### RECORDS SUPPLIED
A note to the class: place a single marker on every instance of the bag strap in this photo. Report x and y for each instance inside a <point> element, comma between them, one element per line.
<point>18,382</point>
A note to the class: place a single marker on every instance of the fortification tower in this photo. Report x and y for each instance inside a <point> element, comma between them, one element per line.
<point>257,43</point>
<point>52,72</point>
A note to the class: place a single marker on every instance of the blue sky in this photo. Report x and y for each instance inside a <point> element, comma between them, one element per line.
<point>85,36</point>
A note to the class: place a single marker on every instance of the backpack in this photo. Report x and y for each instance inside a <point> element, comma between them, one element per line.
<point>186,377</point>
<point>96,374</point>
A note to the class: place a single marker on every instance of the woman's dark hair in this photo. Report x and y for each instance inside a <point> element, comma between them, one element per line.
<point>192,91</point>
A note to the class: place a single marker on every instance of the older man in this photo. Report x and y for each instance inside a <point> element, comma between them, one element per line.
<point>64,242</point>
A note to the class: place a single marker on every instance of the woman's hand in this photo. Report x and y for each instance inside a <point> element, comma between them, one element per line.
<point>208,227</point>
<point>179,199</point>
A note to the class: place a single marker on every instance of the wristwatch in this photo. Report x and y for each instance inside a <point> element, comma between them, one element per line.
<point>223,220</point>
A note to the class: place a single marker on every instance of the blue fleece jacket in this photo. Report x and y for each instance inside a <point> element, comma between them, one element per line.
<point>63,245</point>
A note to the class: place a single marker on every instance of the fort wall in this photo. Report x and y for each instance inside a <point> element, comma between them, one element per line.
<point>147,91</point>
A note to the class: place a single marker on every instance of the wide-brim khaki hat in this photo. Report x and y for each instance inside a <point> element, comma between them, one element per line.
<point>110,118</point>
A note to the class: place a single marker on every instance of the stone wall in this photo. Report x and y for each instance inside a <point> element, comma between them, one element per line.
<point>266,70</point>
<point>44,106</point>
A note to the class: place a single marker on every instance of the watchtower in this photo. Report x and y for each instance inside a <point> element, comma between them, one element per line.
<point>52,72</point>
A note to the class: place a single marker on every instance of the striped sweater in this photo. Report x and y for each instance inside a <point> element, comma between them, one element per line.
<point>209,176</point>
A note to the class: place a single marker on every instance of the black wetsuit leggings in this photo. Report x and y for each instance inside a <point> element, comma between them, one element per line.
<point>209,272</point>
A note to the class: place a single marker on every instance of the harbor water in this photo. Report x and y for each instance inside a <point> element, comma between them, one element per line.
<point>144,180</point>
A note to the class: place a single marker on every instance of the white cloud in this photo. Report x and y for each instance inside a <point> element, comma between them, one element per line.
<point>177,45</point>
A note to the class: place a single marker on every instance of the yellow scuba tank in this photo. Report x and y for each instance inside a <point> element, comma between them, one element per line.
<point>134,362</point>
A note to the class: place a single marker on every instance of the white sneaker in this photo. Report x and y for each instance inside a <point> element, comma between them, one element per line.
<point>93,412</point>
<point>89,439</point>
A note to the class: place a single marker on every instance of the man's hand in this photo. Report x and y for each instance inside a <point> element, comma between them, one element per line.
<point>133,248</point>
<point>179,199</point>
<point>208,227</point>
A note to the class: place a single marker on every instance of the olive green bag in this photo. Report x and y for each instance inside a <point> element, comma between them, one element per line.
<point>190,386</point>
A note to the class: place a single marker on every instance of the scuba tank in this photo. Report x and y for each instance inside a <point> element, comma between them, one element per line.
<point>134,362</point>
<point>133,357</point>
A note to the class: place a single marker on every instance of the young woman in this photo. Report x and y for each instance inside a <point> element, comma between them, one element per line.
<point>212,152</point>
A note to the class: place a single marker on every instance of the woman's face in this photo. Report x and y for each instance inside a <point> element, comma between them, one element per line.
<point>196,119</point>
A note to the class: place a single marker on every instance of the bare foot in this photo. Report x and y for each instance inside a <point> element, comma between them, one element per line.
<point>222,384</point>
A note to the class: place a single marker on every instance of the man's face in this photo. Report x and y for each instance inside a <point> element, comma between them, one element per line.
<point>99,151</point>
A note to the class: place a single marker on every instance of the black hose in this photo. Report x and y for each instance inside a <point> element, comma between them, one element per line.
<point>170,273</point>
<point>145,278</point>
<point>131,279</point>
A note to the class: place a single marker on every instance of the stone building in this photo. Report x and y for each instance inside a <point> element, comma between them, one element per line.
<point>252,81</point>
######
EXERCISE BRIEF:
The output is every entry, printed exactly as it reads.

RESULT OF THE EXERCISE:
A note to the class: place a single marker on every instance of the bag strap in this photo. Report x and y for each instance inside a <point> element, comma between them, one element per line.
<point>18,382</point>
A note to the class: place a single marker on every instance of the fortification tower in this photo. Report x and y for each instance inside a <point> element, comma between them, one element per line.
<point>257,43</point>
<point>52,72</point>
A note to the class: place a single marker on every instance of the blue sky in this photo. Report x and y for each instance inside a <point> element, comma between them, one element per line.
<point>85,36</point>
A note to the class: place a single marker on every instance of the backpack in this photo. Report x and y for each instance inside a <point> element, comma between them, one element per line.
<point>186,377</point>
<point>96,374</point>
A note to the class: place a single marker on every instance of the woman's dark hair in this photo. Report x and y for each instance inside a <point> element, comma between them, one element per line.
<point>192,91</point>
A note to the class: place a single marker on every instance of the older man in this photo. Report x and y for each instance inside a <point> element, comma between them, one element per line.
<point>64,242</point>
A note to the class: place a single marker on every instance of the woman's hand in this photo. Report x and y for each instance inside a <point> element, comma between them, one element per line.
<point>208,227</point>
<point>179,199</point>
A note to the class: place a single marker on every instance of the wristwatch in this photo. Report x and y for each instance inside a <point> element, comma between them, one element per line.
<point>223,220</point>
A note to the class: place a single marker on every instance of the blue fleece jacket in this photo. Report x and y for each instance inside a <point> element, comma between them, one element per line.
<point>63,245</point>
A note to the class: place a single marker on every instance of the fort wall in this photo. Report x and y for each instance inside a <point> element, comma between them, one element per line.
<point>147,91</point>
A note to the class: place a single marker on every instance of the wide-brim khaki hat in this photo. Report x and y for each instance inside a <point> element, comma between them, one element per line.
<point>110,118</point>
A note to the class: place a single marker on every instance of the stone wall in this photo. Report x and y for each instance inside a <point> element, comma between them, one element per line.
<point>266,70</point>
<point>44,106</point>
A note to the class: place a single marker on every instance of the watchtower in this photo. Report x and y for each instance inside a <point> element, comma between them, one element per line.
<point>52,72</point>
A note to the class: place a single marker on every instance of the striped sweater in this photo. Report x and y for each instance inside a <point> element, comma between them, one element per line.
<point>209,176</point>
A note to the class: place a single marker on every instance of the black wetsuit leggings in this photo. Report x and y for each instance inside a <point> element, comma between them, one element per line.
<point>209,272</point>
A note to the class: place a single marker on every instance of the harbor water in this photo. Report x and y for each instance inside a <point> element, comma between them, one element per line.
<point>144,180</point>
A note to the class: place a single marker on every instance of the white cloud in this photo. Report x and y for each instance inside a <point> element, comma between them, one element per line.
<point>177,45</point>
A note to the class: place a single marker on every instance of the yellow scuba tank in this photo. Report x and y for each instance inside a <point> element, comma between them, one element per line.
<point>134,362</point>
A note to the class: place a single marker on every instance of the white sneaker in this photo. Report x and y for each instance inside a <point> element, comma between them, one element per line.
<point>93,412</point>
<point>89,439</point>
A note to the class: place a single marker on every instance of the man's hand in this photo. Report x and y for each instance inside a <point> element, comma between them, one element per line.
<point>133,248</point>
<point>179,199</point>
<point>208,227</point>
A note to the class: place a single marker on every instance of the olive green bag in this photo. Report x and y for each instance inside a <point> element, comma between them, one element per line.
<point>190,386</point>
A note to the class: place a single marker on every instance of the scuba tank in this photo. Report x and y for each instance inside a <point> element, comma between them, one element per line.
<point>134,362</point>
<point>133,357</point>
A note to the class: place a single marker on every instance of the young woman in this photo. Report x and y for each instance inside a <point> element, comma between them, one element per line.
<point>212,152</point>
A note to the class: place a single marker on every instance of the woman's face in this photo. Report x and y for each instance inside a <point> element, comma between them, one element per line.
<point>196,119</point>
A note to the class: place a single marker on every instance of the bare foot in this photo. Report x and y for each instance inside a <point> element, comma between them, one element per line.
<point>222,384</point>
A note to the class: place a single marker on every instance of the man's face in this photo. Report x and y for each instance inside a <point> element, comma between them, one element per line.
<point>99,151</point>
A note to the class: place a single marker on every instance of the black hose in this photo. Report x and y for each instance inside a <point> element, comma between them, one element per line.
<point>170,273</point>
<point>145,278</point>
<point>131,279</point>
A note to the class: place a single marker on every instance of the stone building in this photo. Report x and y for each instance inside a <point> element, comma between them, one element per line.
<point>252,81</point>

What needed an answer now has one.